> _What you should do_:
Give all the lines below again, exactly, with no pictures.

> _Supplied material_:
* * * * *

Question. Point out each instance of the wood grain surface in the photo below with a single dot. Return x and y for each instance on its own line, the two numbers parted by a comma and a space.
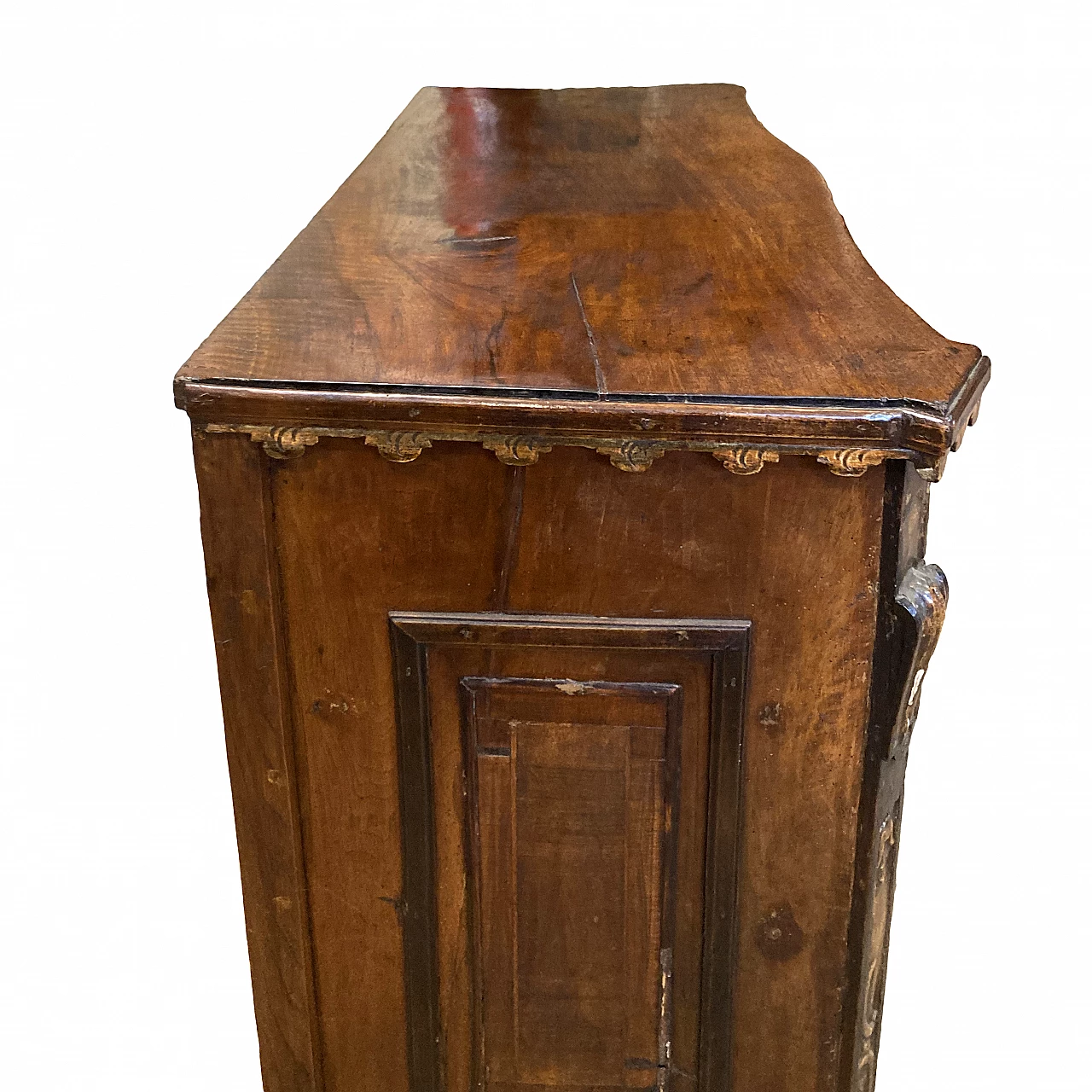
597, 244
354, 537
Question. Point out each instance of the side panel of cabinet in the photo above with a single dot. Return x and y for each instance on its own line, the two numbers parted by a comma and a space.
588, 757
794, 549
244, 594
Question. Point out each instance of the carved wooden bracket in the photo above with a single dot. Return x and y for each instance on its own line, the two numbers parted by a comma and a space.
923, 596
851, 462
517, 450
744, 460
398, 447
629, 455
284, 441
632, 456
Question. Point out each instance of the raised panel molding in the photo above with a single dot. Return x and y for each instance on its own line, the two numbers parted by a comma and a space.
572, 826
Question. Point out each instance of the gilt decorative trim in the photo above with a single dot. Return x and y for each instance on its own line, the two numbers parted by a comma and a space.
398, 447
741, 460
517, 450
627, 453
852, 462
635, 456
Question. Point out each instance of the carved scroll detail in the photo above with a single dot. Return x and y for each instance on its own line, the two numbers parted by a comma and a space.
627, 453
632, 456
398, 447
517, 450
852, 462
284, 441
923, 595
741, 460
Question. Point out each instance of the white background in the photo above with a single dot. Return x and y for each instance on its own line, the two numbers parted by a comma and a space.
157, 157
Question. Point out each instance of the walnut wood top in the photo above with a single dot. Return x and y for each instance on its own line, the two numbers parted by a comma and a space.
601, 247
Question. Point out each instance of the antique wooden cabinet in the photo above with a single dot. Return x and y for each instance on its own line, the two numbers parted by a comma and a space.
564, 491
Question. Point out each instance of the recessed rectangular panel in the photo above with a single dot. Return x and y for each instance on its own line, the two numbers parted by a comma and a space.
572, 860
569, 880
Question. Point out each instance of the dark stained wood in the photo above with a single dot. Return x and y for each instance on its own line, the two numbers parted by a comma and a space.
517, 808
634, 241
572, 794
244, 595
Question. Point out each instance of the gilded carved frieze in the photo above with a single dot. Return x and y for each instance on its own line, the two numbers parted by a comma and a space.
629, 455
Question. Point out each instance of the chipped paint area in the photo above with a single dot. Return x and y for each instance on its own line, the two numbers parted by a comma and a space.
573, 688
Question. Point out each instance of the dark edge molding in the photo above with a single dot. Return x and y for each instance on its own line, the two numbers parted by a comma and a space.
892, 424
420, 927
894, 659
296, 764
246, 604
412, 632
722, 866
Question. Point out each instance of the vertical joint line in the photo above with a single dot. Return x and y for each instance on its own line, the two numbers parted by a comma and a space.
601, 383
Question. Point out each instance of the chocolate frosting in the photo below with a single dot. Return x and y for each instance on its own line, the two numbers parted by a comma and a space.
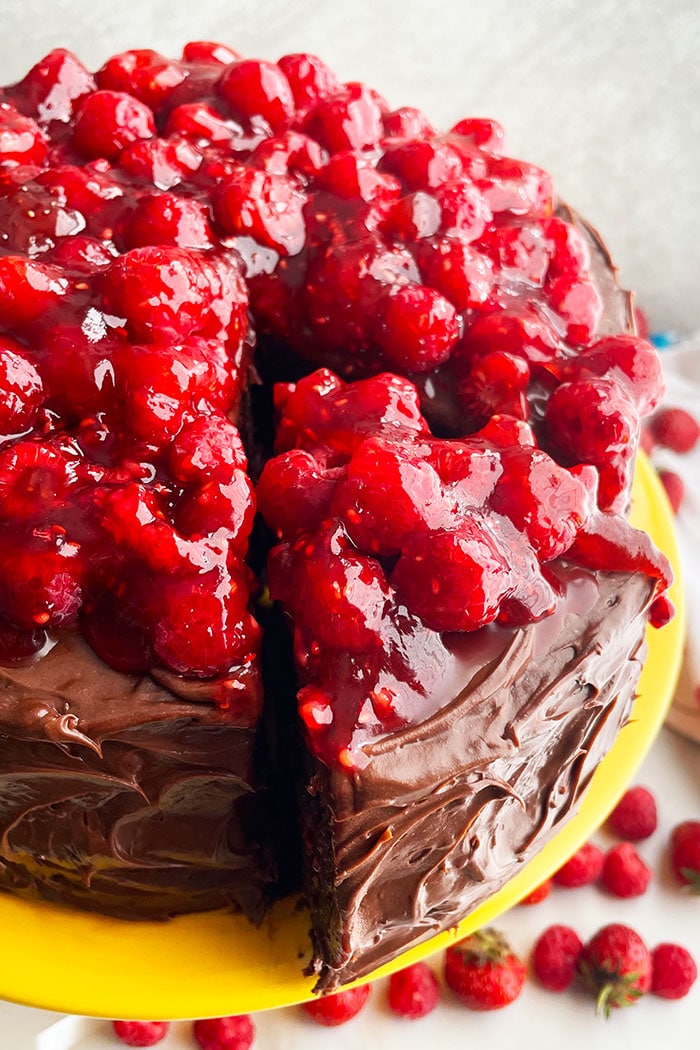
447, 811
120, 796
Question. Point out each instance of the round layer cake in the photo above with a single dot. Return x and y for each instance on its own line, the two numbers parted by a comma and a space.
232, 285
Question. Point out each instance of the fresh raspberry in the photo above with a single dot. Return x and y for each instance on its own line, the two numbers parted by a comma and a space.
334, 1010
580, 869
674, 971
225, 1033
554, 957
484, 971
414, 992
685, 854
675, 488
675, 428
615, 965
255, 89
141, 1033
108, 122
539, 894
624, 873
634, 818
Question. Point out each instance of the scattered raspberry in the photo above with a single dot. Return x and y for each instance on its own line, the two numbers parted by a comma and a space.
333, 1010
225, 1033
541, 893
624, 873
675, 428
634, 818
616, 966
584, 867
414, 991
483, 970
141, 1033
554, 957
674, 971
675, 488
685, 854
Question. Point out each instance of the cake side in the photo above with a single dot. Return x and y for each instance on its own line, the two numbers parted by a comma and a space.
121, 797
447, 811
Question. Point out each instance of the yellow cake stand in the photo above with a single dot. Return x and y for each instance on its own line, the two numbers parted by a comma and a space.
215, 964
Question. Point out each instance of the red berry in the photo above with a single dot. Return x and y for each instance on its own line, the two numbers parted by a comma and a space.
554, 957
225, 1033
675, 488
141, 1033
584, 867
674, 971
108, 122
414, 992
483, 970
255, 89
634, 818
417, 328
675, 428
539, 894
685, 854
616, 966
624, 873
333, 1010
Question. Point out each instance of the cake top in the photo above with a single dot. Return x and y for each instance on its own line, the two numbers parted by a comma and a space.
158, 217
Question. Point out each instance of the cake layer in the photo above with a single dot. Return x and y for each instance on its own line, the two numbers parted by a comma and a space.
444, 813
119, 796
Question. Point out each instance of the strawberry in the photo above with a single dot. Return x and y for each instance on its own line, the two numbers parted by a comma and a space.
634, 818
585, 866
484, 971
674, 971
554, 957
616, 966
685, 854
414, 991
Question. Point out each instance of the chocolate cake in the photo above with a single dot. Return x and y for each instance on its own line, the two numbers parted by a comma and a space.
231, 284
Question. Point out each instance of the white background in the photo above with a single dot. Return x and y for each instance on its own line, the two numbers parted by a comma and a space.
607, 97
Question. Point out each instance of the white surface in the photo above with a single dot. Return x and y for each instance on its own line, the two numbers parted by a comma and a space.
603, 92
538, 1020
605, 95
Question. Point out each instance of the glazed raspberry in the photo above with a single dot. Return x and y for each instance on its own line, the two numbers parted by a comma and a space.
414, 992
310, 79
674, 971
257, 90
584, 867
685, 854
54, 87
483, 132
615, 965
21, 390
207, 50
21, 140
539, 894
634, 818
225, 1033
418, 328
459, 272
266, 206
675, 428
453, 580
624, 873
483, 971
348, 119
675, 488
334, 1010
554, 957
109, 121
141, 1033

* * * * *

> _Answer to the exercise_:
Question. Point out each instance of the wood grain surface in the photo below with a single dot. Return x and y for each instance on its own line, the two numbers parted by a comma and a space.
597, 244
354, 537
Question. Point out each instance of the side panel of cabinet in the photo above with a single dot. Return x and y for each instance on its own line, the two numbers parted by a comma and a space.
588, 757
794, 549
244, 594
Question. Point out each instance of the carved wooden bracket in the photo above with a single dot. Return x and y for each instance on its own line, the two numbers parted by a comma and a space.
923, 596
851, 462
517, 450
744, 460
398, 447
629, 455
284, 441
632, 456
Question. Point out each instance of the raised panel molding in the photo above with a single dot. Return x and y for each instance on its own line, the two numbers parted by a comma and a space.
572, 826
Question. Point out each instance of the gilt decorative trim in the photo above with a single dot. Return x and y for each instance on its own line, the two numbers parted by a comma and a space.
398, 447
741, 460
517, 450
627, 453
852, 462
635, 456
Question. Point out each instance of the carved scroll detail in the photo above with a single dot. Return x and y for each instance on its own line, the two numbers parted by a comma and a space.
627, 453
632, 456
398, 447
517, 450
852, 462
284, 441
923, 595
741, 460
Question. Point out each instance of the white background in the photo above with a single dot. Return x and y for each instance on its own line, the two numbers parted by a comma and a space.
157, 157
Question. Point out each instance of the walnut wood top in the photo above with a single dot. Return x and y for each instance on its own line, the two numbers parted by a comma and a space.
601, 247
Question. Point out each instance of the antique wooden cabinet in the photo above with a single dot. Return x and y for each instance on its own line, the two numbers parted by a comma and a space.
564, 491
Question. Point out each instance of the recessed rectangular panel in the photo above with a single dot. Return x and y for each instance on its own line, the two numbers parted by a comma and a space.
572, 860
569, 880
Question. Point out each instance of the dark stained wood in the photo above with a single dot. Return x and y for each instance on its own line, the two numbers parted by a comma and a space.
517, 808
634, 241
572, 794
244, 595
Question. Point out each instance of the gilded carved frieze in the photo above with a single dot. Return x and y for each instance on its own line, the two numbers parted by a comma and a space.
629, 455
Question. Point out each instance of the chipped paint area in the photo above with a single dot. Return x and y for each instance on its own line, the two numbers parted by a comma and a space.
573, 688
Question. Point out each instance of the dark edge molding in the photo above with a single dot. Return x and y for each instance on its own line, the two numbers parted by a comma and a space.
892, 424
420, 927
894, 659
296, 764
246, 604
412, 632
722, 866
Question. Point out each instance of the vertical joint line in the photo above with a single dot. Return x and y for each instance on its own line, the two numbers parted by a comma and a space.
601, 383
Question. Point out each instance of the chocolate frosting in the photo below with a single dot. Return x and y for each instance on its own line, the two numbers parted by a comma and a space.
447, 811
120, 796
Question. Point out each instance of the round layer cake in the photo above with a single dot. Return x and y for each instance on its own line, the two numbers parted by a comma and a space.
232, 285
Question. Point out each instance of the fresh raspberry in the photo above with a single dot. Return x and y for each instance on its own line, the two numbers parted by a comma and a space.
334, 1010
580, 869
674, 971
225, 1033
554, 957
484, 971
414, 992
685, 854
675, 488
675, 428
615, 965
255, 89
141, 1033
108, 122
539, 894
624, 873
634, 818
Question. Point out each instance of the scattered raspberry in the photo above with a single dot. Return x and y for each instance on its own line, the two numbers parted by a comma and a space.
333, 1010
225, 1033
541, 893
624, 873
675, 428
634, 818
616, 966
584, 867
414, 991
483, 970
141, 1033
554, 957
674, 971
675, 488
685, 854
Question. Point out each instance of the cake side in the photo above with a single dot. Return x and y for each instance on its own line, the two numbers parted by a comma and a space.
121, 797
447, 811
Question. Point out each instance of the yellow cake stand in the photo above with a single dot. Return x and y for each instance on its own line, the two numbers parted by a comma and a space.
215, 964
Question. Point out each instance of the red berry in the photo above with a single dot. Return x and y for each instance on its own line, the two numbers parted by a comma and a space.
554, 957
225, 1033
675, 488
141, 1033
584, 867
674, 971
108, 122
414, 992
483, 970
255, 89
634, 818
417, 328
675, 428
539, 894
685, 854
616, 966
624, 873
333, 1010
Question. Point out each instance of the cake top in the photo above with a single dot. Return x and y for each instance on its own line, the two numbers parted by a comma and a space.
158, 217
Question. Point out each instance of the cake layer in the photo above with a single dot. Return x and y for each instance on its own line, the two numbers parted by a comma and a space.
444, 813
119, 796
Question. Point out each instance of the strawberry in the photo above with a single dot. Return x and y for each instance on its own line, the two numbers parted by a comma and a space.
634, 818
585, 866
484, 971
674, 971
554, 957
616, 966
685, 854
414, 991
Question. Point out each instance of the chocolate cake in the photo above with a single dot. Return x and y for each instance on its own line, the two numbers parted by a comma and a space.
231, 284
Question. Point out each instance of the white background in the photo above with a single dot. Return x and y for each instance on its own line, the two numbers parted by a comma and a space.
607, 97
Question. Point out each instance of the white surface in the photo above with a single dot. Return x and y for each instance on its own line, the two numbers parted by a comma and a space.
603, 92
538, 1020
605, 95
Question. Point out each instance of the glazed raspberry in the photo above with a single dot. Return x and y for each instance on its own line, the two numbers parted by a comma and a space.
414, 992
310, 79
674, 971
257, 90
584, 867
685, 854
54, 87
483, 132
615, 965
21, 390
207, 50
21, 140
539, 894
634, 818
225, 1033
418, 328
459, 272
266, 206
675, 428
453, 580
624, 873
483, 971
348, 119
675, 488
334, 1010
554, 957
109, 121
141, 1033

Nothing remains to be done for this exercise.